* [THE TASK]: Your answer must be an exact copy of all the entries.

* [Stored data]:
>>>

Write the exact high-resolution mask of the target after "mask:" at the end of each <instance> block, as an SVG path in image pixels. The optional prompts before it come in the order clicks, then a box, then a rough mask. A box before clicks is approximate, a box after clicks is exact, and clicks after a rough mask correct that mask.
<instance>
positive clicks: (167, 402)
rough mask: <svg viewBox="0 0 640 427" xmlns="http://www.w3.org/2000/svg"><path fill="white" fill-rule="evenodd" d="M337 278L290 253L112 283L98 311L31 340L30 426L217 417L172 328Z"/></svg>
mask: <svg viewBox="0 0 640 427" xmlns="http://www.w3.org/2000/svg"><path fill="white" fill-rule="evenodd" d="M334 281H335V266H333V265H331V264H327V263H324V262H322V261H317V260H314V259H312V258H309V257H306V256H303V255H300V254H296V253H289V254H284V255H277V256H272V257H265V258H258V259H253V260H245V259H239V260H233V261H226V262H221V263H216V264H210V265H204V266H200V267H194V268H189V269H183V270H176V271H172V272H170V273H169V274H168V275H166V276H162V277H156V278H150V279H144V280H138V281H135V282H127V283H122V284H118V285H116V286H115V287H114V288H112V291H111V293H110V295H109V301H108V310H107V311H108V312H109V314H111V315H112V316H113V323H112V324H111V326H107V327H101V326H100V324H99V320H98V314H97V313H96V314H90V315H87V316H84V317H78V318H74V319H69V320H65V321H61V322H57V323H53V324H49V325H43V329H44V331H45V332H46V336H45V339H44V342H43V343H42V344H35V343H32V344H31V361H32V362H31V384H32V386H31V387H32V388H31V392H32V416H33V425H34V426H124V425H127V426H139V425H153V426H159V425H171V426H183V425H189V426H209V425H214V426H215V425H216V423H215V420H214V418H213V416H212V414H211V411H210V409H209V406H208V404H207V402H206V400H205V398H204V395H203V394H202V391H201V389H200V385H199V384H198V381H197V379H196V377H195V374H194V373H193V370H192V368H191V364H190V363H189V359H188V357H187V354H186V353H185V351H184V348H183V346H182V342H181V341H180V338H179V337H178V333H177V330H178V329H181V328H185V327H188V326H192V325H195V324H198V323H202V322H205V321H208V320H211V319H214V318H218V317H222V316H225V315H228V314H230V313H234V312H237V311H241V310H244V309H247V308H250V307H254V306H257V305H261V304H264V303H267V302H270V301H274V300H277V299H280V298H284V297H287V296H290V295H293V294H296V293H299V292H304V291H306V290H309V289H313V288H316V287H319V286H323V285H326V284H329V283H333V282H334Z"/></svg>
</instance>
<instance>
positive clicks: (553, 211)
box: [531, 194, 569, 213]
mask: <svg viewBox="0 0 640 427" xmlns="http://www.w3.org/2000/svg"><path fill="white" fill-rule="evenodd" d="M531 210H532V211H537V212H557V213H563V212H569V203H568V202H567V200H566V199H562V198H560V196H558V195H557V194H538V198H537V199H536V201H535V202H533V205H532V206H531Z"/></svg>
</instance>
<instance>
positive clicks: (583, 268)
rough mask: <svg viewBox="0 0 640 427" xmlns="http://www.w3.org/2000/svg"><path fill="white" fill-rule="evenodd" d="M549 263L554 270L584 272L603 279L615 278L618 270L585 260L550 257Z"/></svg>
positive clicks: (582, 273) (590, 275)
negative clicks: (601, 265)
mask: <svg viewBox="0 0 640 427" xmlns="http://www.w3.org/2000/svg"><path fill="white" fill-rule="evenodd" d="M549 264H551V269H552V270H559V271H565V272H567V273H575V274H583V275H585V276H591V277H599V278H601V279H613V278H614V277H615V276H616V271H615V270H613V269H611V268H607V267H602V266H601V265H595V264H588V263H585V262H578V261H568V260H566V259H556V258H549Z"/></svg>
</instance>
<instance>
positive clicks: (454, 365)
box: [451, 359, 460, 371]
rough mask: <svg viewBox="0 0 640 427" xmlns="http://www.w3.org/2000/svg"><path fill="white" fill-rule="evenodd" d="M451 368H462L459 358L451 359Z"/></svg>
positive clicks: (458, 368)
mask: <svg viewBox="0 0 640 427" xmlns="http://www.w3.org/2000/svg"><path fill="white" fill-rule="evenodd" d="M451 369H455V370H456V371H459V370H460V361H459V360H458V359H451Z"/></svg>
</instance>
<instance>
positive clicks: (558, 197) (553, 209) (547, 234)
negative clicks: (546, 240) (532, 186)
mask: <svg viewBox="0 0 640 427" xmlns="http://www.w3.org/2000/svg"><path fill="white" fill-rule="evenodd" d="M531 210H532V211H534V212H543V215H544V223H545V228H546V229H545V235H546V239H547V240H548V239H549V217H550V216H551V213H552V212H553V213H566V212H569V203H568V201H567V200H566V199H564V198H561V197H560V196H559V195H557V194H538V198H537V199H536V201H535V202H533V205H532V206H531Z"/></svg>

<<<

* [OUTPUT FOR THIS TASK]:
Write the exact high-resolution mask of the target after "mask:" at the end of each <instance> block, as an SVG path in image pixels. The optional prompts before it come in the order clicks, then a box, then a rough mask. A box before clicks is approximate, a box after clicks is exact, and clicks after a rough mask correct that mask.
<instance>
positive clicks: (167, 402)
rough mask: <svg viewBox="0 0 640 427" xmlns="http://www.w3.org/2000/svg"><path fill="white" fill-rule="evenodd" d="M337 278L290 253L112 283L98 311L31 340L30 426L217 417L172 328Z"/></svg>
mask: <svg viewBox="0 0 640 427" xmlns="http://www.w3.org/2000/svg"><path fill="white" fill-rule="evenodd" d="M334 281H335V266H333V265H331V264H327V263H324V262H322V261H317V260H314V259H312V258H309V257H306V256H303V255H300V254H296V253H289V254H284V255H277V256H272V257H265V258H258V259H253V260H245V259H239V260H233V261H226V262H221V263H216V264H210V265H204V266H200V267H194V268H189V269H183V270H176V271H172V272H170V273H169V274H168V275H166V276H162V277H156V278H150V279H144V280H138V281H135V282H127V283H122V284H118V285H116V286H115V287H114V288H112V291H111V293H110V295H109V301H108V310H107V311H108V312H109V314H111V315H112V316H113V323H112V324H111V326H107V327H101V326H100V324H99V320H98V314H97V313H96V314H90V315H87V316H84V317H78V318H74V319H69V320H65V321H61V322H57V323H53V324H49V325H43V329H44V331H45V332H46V336H45V339H44V342H43V343H42V344H35V343H32V344H31V361H32V362H31V384H32V386H31V387H32V388H31V392H32V416H33V425H34V426H124V425H127V426H139V425H153V426H159V425H171V426H183V425H189V426H209V425H214V426H215V425H216V423H215V420H214V418H213V416H212V414H211V411H210V409H209V406H208V404H207V402H206V400H205V398H204V395H203V394H202V391H201V389H200V385H199V384H198V381H197V379H196V377H195V374H194V373H193V370H192V368H191V364H190V363H189V359H188V357H187V354H186V353H185V351H184V348H183V346H182V342H181V341H180V338H179V337H178V333H177V330H178V329H181V328H185V327H188V326H192V325H195V324H198V323H202V322H205V321H208V320H211V319H214V318H218V317H222V316H225V315H228V314H230V313H234V312H237V311H241V310H244V309H247V308H250V307H254V306H257V305H261V304H264V303H267V302H270V301H274V300H277V299H280V298H284V297H287V296H290V295H293V294H296V293H299V292H304V291H306V290H309V289H313V288H316V287H319V286H323V285H326V284H329V283H333V282H334Z"/></svg>
</instance>
<instance>
positive clicks: (553, 211)
box: [531, 194, 569, 213]
mask: <svg viewBox="0 0 640 427" xmlns="http://www.w3.org/2000/svg"><path fill="white" fill-rule="evenodd" d="M531 210H532V211H537V212H557V213H563V212H569V203H568V202H567V200H566V199H562V198H560V196H558V195H557V194H538V198H537V199H536V201H535V202H533V205H532V206H531Z"/></svg>
</instance>
<instance>
positive clicks: (583, 268)
rough mask: <svg viewBox="0 0 640 427" xmlns="http://www.w3.org/2000/svg"><path fill="white" fill-rule="evenodd" d="M549 263L554 270L584 272L603 279L615 278L618 270L585 260L550 257Z"/></svg>
positive clicks: (582, 273) (590, 275)
negative clicks: (601, 265)
mask: <svg viewBox="0 0 640 427" xmlns="http://www.w3.org/2000/svg"><path fill="white" fill-rule="evenodd" d="M549 264H551V269H552V270H559V271H565V272H567V273H575V274H583V275H585V276H591V277H599V278H601V279H613V278H614V277H615V276H616V271H615V270H613V269H611V268H607V267H602V266H601V265H595V264H588V263H585V262H578V261H568V260H566V259H556V258H549Z"/></svg>
</instance>
<instance>
positive clicks: (454, 365)
box: [451, 359, 460, 371]
rough mask: <svg viewBox="0 0 640 427" xmlns="http://www.w3.org/2000/svg"><path fill="white" fill-rule="evenodd" d="M451 368H462L459 358L451 359Z"/></svg>
positive clicks: (458, 368)
mask: <svg viewBox="0 0 640 427" xmlns="http://www.w3.org/2000/svg"><path fill="white" fill-rule="evenodd" d="M451 369H455V370H456V371H459V370H460V361H459V360H458V359H451Z"/></svg>
</instance>
<instance>
positive clicks: (558, 197) (553, 209) (547, 234)
negative clicks: (546, 240) (532, 186)
mask: <svg viewBox="0 0 640 427" xmlns="http://www.w3.org/2000/svg"><path fill="white" fill-rule="evenodd" d="M531 210H532V211H534V212H543V215H544V223H545V228H546V229H545V235H546V239H547V240H548V239H549V217H550V216H551V213H552V212H553V213H566V212H569V203H568V201H567V200H566V199H564V198H561V197H560V196H559V195H557V194H538V198H537V199H536V201H535V202H533V205H532V206H531Z"/></svg>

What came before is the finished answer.